-- Begin MATERIAL FOR THIS TASK --
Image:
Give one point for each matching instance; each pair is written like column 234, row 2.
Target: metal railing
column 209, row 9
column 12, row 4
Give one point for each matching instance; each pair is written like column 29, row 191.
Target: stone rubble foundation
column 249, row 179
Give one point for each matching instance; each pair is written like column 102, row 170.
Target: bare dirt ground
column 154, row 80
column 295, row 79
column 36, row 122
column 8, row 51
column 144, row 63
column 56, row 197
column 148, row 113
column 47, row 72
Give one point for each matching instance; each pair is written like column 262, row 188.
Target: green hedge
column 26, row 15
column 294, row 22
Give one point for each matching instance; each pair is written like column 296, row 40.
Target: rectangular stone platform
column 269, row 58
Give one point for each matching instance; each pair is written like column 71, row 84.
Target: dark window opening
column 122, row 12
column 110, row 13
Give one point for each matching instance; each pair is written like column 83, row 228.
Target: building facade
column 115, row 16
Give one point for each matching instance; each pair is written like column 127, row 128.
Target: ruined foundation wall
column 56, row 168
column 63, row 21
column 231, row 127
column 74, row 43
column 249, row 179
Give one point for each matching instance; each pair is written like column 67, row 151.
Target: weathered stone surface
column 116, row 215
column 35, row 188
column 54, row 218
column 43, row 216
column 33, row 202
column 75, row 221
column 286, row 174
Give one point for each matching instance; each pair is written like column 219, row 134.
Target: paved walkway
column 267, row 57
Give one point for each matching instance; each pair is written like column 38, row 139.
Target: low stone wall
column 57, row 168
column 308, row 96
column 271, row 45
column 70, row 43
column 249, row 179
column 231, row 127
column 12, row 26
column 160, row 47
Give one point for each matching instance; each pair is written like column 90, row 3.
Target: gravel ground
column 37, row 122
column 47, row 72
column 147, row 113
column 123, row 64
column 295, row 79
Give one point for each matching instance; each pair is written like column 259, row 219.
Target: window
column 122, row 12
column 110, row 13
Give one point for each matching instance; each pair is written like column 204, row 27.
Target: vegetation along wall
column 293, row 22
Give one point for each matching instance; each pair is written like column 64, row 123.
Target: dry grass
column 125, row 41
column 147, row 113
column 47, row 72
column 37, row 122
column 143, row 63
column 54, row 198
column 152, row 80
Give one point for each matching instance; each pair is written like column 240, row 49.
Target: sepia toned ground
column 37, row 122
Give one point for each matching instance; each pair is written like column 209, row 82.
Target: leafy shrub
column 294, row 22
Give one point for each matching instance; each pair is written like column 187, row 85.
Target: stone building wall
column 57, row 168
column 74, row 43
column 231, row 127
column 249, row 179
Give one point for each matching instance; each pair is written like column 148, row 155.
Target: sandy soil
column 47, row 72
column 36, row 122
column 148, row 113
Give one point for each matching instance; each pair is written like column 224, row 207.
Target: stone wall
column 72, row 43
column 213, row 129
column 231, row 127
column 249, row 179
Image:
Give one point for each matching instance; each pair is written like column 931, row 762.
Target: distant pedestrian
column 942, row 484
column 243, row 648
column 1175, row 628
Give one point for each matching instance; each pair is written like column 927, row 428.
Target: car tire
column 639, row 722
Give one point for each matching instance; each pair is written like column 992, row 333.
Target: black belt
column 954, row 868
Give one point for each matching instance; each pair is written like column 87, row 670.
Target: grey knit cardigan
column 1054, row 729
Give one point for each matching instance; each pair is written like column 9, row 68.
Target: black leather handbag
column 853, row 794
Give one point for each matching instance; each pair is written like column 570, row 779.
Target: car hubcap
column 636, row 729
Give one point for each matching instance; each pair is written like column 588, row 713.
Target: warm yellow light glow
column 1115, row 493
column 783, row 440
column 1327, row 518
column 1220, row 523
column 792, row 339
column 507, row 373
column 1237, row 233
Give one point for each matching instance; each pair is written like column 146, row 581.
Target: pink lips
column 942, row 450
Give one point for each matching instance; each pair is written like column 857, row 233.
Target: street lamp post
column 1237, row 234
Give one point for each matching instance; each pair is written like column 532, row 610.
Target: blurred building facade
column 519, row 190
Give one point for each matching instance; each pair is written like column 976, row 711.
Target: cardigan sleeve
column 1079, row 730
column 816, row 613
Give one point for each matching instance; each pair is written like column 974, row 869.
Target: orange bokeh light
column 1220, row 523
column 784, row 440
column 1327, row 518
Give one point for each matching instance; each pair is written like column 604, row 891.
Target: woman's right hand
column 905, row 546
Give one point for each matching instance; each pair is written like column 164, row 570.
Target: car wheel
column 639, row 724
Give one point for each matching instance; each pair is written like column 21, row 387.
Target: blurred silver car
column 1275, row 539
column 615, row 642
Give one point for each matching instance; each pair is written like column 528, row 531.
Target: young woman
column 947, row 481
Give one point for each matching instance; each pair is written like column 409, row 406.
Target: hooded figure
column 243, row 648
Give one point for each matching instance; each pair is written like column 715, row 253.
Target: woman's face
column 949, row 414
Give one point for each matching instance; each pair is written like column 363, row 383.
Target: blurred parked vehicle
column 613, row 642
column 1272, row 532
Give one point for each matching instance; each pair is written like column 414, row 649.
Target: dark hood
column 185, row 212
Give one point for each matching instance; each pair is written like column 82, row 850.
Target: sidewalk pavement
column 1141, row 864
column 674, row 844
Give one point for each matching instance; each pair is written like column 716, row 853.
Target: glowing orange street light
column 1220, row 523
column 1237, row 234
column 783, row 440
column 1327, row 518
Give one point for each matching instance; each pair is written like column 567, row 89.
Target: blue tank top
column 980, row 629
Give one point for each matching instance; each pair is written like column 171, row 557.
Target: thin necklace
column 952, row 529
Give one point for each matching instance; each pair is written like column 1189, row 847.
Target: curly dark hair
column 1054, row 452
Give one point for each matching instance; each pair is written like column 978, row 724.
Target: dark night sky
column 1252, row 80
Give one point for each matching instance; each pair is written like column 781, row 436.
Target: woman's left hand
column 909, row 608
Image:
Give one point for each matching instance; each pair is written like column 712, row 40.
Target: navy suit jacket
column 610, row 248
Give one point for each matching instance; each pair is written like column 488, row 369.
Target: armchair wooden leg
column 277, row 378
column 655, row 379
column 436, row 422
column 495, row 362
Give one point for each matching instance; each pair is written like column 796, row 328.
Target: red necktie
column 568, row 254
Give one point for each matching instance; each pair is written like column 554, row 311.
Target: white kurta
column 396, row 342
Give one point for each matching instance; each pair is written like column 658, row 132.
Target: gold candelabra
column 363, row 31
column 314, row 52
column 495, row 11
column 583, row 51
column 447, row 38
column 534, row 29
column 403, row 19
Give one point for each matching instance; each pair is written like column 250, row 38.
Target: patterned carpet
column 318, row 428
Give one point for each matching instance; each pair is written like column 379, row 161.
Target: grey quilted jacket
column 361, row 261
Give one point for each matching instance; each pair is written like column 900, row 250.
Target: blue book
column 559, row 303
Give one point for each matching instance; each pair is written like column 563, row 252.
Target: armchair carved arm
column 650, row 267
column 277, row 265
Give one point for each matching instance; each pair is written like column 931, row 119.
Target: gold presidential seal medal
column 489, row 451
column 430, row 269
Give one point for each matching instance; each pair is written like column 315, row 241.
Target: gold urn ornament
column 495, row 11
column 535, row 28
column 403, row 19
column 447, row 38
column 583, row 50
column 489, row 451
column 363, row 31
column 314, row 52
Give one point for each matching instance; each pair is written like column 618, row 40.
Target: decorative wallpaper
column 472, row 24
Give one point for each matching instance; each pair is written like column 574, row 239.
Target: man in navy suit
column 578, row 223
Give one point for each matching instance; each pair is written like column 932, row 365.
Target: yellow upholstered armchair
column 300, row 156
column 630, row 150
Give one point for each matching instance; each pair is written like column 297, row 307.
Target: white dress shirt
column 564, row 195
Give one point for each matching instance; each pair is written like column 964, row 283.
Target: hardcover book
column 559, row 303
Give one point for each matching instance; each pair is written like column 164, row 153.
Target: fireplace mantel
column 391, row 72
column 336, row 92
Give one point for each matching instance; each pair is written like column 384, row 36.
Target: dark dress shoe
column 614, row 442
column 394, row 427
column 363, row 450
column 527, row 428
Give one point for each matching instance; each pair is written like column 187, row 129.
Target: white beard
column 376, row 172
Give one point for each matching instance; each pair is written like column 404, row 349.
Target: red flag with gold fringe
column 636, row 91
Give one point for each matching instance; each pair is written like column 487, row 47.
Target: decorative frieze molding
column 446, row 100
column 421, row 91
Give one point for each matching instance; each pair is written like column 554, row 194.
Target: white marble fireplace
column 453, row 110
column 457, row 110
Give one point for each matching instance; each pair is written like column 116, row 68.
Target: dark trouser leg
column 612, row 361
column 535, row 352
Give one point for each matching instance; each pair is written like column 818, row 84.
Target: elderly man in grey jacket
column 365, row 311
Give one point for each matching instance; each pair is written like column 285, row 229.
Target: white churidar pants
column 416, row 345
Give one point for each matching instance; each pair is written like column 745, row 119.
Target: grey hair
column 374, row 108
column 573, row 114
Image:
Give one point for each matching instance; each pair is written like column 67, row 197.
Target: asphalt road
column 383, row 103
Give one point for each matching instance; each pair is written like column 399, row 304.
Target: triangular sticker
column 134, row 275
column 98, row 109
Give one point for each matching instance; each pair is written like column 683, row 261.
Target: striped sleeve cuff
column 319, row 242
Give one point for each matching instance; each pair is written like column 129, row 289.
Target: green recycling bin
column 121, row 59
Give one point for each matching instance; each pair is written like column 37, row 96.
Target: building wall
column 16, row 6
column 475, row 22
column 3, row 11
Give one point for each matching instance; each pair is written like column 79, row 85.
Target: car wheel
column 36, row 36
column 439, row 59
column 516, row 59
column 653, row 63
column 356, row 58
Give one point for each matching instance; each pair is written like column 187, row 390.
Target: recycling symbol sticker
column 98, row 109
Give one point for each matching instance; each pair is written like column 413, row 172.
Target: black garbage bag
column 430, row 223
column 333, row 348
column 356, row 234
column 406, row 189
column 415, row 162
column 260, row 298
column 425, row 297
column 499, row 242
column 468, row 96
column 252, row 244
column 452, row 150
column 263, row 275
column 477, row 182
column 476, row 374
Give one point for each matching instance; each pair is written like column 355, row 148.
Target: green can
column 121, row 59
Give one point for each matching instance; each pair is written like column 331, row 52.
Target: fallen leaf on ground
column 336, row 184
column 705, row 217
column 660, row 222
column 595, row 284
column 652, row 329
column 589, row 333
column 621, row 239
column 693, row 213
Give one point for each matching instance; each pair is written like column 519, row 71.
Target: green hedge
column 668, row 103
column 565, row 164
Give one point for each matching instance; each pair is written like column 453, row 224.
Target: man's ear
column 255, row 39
-- End MATERIAL FOR THIS TASK --
Start at the line that has "250, row 38." and stop after the line that has "column 277, row 265". Write those lines out again with "Target" renamed to "Object" everywhere, nothing else changed and no other lines included.

■ THE RESPONSE ■
Give one point for each matching instance; each pair is written like column 250, row 38.
Object: patterned carpet
column 318, row 428
Give one point for each matching instance; each pair is written like column 379, row 161.
Object: grey quilted jacket
column 361, row 261
Give one point for each matching instance; each pair is written like column 900, row 250.
Object: blue book
column 559, row 303
Give one point for each matching instance; each pair is written like column 563, row 252.
Object: armchair carved arm
column 650, row 267
column 277, row 265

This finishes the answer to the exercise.